_Task goal_. Going from the top of the data below, give again each line through the one containing "hey I'm trying to find every shaded", both ends kept.

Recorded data
---*---
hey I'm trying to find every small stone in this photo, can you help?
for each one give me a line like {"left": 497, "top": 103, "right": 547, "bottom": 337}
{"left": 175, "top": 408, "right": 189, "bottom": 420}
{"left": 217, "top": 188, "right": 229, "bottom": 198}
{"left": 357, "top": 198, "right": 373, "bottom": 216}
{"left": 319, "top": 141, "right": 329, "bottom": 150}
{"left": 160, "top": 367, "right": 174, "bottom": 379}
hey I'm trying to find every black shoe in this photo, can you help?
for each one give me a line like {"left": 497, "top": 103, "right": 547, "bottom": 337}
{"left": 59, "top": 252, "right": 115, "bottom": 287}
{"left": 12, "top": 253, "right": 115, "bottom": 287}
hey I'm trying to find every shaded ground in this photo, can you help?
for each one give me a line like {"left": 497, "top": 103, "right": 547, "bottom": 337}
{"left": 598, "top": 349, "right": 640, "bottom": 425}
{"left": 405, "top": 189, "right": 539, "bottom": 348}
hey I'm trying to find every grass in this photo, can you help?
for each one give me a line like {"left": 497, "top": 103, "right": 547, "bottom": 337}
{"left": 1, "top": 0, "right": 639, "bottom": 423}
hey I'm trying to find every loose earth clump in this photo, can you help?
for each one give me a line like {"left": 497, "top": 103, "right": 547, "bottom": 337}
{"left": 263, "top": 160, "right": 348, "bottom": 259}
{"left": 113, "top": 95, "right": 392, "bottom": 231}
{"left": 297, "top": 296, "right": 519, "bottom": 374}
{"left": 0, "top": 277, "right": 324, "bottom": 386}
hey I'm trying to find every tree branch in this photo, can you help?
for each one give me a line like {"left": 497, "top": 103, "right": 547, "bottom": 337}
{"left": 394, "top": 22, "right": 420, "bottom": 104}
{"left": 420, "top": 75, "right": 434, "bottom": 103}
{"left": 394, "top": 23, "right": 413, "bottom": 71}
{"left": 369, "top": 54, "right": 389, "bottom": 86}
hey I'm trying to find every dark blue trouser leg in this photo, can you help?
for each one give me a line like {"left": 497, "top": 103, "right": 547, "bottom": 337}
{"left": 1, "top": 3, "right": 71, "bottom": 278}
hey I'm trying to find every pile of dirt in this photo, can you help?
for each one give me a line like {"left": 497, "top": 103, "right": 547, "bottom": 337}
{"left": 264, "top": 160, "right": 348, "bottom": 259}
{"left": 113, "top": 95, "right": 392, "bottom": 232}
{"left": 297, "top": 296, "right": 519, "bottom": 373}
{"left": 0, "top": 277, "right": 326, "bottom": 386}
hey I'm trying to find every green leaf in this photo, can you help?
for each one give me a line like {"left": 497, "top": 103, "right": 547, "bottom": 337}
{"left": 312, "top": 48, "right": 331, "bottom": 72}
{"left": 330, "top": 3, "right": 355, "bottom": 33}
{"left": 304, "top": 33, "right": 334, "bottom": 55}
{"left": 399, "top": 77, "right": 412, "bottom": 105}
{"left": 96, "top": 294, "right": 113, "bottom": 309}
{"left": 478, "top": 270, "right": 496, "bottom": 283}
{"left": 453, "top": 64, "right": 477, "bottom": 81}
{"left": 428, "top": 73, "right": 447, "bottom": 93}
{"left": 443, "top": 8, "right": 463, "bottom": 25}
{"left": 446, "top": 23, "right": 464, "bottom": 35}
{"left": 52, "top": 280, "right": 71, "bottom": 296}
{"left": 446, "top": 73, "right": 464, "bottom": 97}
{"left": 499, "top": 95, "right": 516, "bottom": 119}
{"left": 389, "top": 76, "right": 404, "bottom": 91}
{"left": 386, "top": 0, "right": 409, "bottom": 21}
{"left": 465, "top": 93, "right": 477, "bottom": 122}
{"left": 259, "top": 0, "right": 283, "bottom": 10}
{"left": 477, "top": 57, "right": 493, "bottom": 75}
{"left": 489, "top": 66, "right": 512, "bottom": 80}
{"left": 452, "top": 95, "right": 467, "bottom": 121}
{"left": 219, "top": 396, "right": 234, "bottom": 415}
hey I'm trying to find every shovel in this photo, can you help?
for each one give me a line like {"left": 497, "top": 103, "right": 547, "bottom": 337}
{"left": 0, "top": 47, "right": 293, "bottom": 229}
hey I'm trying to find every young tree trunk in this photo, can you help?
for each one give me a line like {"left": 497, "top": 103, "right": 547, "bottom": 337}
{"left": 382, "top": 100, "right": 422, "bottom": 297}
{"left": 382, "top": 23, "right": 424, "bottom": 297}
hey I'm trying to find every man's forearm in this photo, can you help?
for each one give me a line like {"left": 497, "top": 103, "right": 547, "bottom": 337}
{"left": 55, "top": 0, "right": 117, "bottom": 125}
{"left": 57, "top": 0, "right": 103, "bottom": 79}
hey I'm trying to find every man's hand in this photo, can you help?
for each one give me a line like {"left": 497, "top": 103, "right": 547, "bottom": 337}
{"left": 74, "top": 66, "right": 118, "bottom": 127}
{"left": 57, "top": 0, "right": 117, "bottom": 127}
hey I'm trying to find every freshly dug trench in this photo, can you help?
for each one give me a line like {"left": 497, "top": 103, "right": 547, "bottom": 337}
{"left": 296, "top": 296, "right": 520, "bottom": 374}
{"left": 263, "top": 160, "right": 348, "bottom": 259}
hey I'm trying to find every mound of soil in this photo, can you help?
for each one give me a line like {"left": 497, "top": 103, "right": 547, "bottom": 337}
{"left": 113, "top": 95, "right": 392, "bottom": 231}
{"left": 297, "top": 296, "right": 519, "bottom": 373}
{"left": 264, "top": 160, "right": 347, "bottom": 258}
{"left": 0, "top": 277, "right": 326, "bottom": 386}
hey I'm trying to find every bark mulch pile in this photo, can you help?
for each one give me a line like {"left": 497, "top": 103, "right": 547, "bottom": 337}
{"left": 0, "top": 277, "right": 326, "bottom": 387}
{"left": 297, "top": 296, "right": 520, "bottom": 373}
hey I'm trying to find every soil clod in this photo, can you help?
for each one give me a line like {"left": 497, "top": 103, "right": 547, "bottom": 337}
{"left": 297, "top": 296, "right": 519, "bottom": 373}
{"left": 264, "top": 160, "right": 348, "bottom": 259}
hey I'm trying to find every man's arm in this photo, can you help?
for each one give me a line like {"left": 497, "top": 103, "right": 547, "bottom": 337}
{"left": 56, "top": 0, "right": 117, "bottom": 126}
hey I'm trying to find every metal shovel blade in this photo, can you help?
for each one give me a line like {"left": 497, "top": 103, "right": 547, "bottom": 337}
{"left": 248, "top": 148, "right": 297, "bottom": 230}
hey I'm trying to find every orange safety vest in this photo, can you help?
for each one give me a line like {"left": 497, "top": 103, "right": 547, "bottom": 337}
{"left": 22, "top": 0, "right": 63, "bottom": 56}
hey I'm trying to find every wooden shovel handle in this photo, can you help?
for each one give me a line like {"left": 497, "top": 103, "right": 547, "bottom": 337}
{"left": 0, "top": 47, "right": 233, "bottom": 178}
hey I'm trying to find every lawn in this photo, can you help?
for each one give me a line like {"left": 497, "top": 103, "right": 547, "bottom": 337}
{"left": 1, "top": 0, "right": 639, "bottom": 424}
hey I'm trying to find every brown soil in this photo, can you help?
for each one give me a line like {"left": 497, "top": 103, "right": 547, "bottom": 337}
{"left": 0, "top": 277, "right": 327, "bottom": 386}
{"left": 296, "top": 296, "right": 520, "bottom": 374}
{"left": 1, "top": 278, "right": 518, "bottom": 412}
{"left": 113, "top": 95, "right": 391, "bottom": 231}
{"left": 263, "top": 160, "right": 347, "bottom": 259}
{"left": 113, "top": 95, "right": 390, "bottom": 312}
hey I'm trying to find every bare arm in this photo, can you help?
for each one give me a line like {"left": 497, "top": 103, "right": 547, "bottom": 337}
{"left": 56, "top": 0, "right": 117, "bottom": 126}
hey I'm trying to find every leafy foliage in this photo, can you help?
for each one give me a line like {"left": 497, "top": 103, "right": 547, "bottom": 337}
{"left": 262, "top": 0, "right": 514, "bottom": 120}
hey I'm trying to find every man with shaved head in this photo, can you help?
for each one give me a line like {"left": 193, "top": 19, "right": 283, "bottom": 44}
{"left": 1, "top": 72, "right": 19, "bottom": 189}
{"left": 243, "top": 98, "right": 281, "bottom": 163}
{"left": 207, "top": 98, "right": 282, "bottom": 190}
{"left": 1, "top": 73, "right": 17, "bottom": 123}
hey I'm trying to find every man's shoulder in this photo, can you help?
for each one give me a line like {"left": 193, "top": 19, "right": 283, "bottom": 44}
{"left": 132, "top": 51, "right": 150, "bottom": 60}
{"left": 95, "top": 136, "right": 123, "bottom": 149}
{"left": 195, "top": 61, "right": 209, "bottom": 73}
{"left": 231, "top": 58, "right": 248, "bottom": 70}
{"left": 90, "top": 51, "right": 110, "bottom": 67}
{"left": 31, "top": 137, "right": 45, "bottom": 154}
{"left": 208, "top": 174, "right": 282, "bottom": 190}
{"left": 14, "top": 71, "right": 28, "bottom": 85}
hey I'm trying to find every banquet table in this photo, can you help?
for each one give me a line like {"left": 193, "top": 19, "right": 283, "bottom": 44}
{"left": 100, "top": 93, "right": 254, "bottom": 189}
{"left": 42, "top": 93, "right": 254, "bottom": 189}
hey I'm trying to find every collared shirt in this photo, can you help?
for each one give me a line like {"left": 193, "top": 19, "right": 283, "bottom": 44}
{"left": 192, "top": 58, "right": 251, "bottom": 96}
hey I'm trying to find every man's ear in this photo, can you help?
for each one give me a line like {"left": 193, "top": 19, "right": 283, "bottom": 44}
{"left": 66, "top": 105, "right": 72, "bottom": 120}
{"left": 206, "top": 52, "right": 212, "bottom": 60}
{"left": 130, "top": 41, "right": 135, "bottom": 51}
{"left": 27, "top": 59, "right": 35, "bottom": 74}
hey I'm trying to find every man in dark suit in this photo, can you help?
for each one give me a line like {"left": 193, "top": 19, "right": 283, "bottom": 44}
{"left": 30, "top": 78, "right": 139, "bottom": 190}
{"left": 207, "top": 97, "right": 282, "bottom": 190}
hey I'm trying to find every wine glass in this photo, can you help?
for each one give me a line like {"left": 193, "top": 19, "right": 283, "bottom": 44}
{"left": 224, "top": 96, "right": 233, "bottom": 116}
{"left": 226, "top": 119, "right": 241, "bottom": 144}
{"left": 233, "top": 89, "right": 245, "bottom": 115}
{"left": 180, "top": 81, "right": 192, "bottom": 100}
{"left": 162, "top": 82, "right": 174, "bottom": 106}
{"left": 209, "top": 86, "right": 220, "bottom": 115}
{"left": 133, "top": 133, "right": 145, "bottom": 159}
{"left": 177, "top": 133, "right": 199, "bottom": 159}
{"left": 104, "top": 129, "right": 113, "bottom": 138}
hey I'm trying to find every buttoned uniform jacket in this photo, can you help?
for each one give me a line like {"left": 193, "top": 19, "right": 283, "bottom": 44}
---*---
_Solved problem_.
hey I'm trying to find every small stone in this photo, can you help?
for each one give me a line like {"left": 497, "top": 103, "right": 547, "bottom": 337}
{"left": 175, "top": 408, "right": 189, "bottom": 420}
{"left": 217, "top": 188, "right": 229, "bottom": 198}
{"left": 357, "top": 198, "right": 373, "bottom": 216}
{"left": 319, "top": 141, "right": 329, "bottom": 150}
{"left": 160, "top": 367, "right": 174, "bottom": 379}
hey I'm trying to find every black shoe in this photo, can you help?
for each one give me a line like {"left": 497, "top": 103, "right": 547, "bottom": 337}
{"left": 59, "top": 252, "right": 115, "bottom": 287}
{"left": 12, "top": 253, "right": 115, "bottom": 287}
hey I'm trying to find every shaded ground in this photo, can you help?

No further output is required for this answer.